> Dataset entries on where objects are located

######

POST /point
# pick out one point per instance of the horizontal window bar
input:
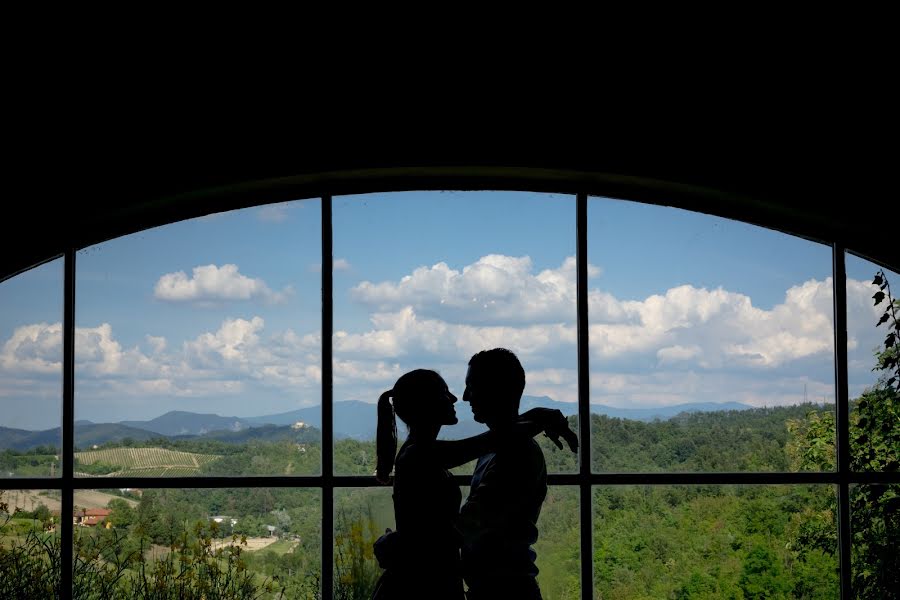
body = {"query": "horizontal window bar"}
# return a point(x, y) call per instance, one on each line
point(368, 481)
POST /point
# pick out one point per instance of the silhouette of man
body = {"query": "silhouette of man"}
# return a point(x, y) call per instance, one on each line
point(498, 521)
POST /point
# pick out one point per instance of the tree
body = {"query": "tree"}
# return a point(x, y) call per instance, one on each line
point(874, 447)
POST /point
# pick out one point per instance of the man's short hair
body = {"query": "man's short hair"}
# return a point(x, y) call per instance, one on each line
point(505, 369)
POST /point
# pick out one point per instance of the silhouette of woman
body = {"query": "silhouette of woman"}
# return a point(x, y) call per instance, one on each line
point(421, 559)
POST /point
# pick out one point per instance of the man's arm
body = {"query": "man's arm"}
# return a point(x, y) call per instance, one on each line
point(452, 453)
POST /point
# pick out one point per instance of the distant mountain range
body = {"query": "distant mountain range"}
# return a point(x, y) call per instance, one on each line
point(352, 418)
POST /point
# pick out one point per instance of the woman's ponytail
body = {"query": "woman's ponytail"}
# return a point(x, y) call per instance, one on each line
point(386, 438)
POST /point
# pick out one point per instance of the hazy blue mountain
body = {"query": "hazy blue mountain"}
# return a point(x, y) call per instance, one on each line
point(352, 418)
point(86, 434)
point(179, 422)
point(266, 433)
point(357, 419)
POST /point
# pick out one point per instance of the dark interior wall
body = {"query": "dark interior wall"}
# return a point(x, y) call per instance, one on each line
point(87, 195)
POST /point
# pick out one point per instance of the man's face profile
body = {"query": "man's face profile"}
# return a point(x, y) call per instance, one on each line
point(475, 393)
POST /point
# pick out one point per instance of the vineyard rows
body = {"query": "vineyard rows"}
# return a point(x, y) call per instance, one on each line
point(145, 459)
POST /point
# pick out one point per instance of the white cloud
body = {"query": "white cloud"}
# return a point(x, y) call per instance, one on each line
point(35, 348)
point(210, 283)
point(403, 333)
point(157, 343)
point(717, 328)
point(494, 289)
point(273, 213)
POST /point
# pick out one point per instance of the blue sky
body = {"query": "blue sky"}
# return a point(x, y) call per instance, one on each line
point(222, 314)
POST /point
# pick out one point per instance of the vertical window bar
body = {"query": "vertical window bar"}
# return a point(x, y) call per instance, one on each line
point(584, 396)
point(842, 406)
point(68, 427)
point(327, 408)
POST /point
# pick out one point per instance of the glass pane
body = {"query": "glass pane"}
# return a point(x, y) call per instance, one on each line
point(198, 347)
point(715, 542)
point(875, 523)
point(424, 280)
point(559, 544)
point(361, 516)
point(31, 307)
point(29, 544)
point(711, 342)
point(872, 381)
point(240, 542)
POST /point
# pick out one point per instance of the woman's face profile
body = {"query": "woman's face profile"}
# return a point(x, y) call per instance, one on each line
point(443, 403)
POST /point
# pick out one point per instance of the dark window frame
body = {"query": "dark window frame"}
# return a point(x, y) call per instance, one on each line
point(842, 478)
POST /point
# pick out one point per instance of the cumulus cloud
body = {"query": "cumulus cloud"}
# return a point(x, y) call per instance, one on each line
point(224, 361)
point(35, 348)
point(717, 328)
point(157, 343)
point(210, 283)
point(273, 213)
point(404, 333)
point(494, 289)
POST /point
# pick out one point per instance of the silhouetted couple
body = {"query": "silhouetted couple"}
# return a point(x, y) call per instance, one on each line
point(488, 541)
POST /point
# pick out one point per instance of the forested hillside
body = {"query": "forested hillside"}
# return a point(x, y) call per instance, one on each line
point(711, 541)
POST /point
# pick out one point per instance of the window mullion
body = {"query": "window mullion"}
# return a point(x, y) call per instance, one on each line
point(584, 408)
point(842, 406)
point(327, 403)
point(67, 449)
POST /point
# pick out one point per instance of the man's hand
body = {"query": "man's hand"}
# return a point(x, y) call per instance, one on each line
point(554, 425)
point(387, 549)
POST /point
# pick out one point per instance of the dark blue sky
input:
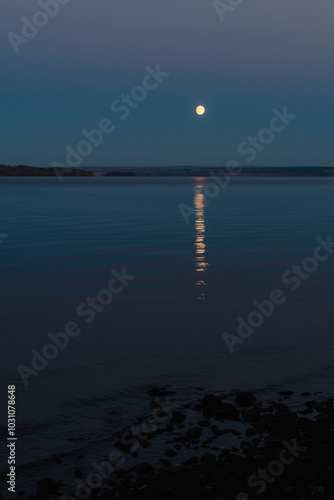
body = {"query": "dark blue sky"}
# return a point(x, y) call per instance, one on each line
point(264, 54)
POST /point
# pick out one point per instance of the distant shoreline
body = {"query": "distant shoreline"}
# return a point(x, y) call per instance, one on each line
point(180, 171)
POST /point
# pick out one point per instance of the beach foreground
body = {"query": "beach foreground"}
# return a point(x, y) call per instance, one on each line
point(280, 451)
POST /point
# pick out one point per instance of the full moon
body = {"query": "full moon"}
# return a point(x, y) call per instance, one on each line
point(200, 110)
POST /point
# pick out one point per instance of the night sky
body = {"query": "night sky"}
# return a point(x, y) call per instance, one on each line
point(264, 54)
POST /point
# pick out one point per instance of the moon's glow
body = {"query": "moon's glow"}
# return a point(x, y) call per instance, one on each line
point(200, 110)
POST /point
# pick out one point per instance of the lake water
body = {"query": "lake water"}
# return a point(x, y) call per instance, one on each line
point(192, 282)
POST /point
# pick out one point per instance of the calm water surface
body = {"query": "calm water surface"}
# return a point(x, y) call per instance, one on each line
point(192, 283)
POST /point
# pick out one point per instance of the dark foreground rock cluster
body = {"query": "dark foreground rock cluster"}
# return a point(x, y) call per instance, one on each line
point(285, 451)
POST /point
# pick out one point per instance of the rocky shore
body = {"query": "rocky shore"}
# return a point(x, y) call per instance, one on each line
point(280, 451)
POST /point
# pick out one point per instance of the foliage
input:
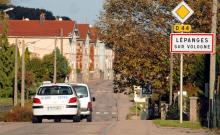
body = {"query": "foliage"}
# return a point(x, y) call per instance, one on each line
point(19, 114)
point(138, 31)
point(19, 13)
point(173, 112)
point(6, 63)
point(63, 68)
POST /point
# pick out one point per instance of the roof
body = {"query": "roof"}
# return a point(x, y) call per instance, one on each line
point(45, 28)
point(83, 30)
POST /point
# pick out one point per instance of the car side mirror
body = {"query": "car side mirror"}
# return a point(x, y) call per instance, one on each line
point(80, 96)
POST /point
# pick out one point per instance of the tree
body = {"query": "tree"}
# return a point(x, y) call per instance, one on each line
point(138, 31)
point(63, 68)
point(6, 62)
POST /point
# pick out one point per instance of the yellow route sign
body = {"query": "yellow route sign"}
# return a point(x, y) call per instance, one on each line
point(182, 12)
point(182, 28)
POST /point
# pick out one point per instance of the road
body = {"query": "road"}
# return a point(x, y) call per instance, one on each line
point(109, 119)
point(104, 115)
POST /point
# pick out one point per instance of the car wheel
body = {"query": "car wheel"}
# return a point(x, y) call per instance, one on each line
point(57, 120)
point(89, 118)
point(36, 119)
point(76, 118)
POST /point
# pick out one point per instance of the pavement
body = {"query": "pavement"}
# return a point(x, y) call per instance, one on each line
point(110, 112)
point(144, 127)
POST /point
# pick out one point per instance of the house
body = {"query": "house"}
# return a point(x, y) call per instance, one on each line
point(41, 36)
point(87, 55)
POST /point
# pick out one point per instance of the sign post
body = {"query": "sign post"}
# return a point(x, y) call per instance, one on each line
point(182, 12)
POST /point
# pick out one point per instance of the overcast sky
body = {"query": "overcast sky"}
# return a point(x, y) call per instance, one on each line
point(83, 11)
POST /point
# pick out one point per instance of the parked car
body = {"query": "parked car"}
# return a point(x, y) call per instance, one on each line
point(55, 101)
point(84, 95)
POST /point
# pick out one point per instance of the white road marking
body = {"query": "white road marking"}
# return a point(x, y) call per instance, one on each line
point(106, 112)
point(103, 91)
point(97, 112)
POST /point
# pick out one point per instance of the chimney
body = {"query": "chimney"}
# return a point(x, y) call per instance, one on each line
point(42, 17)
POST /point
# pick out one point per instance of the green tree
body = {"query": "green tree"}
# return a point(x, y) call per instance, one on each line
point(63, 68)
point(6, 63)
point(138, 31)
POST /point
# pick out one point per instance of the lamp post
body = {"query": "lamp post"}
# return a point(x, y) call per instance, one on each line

######

> WHAT IS NEEDED
Copy out everything from the start of the entries down to the line containing "point(368, 481)", including that line, and leave the pictures out.

> RESPONSE BELOW
POST /point
# pick out one point per instance of the horizontal window bar
input:
body = {"query": "horizontal window bar"}
# return a point(x, y) call per instance, one on each line
point(368, 481)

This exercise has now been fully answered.